OPDRACHT: Citeer de onderstaande regels woordelijk en volledig.

Geëxtraheerde gegevensregels
= = =

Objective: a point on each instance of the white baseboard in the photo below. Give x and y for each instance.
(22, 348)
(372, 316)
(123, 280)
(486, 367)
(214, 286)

= = =

ANTWOORD:
Objective: a point on each instance of the white baseboard in the photo below. Give x and y for each instance.
(22, 348)
(372, 316)
(123, 280)
(486, 367)
(214, 286)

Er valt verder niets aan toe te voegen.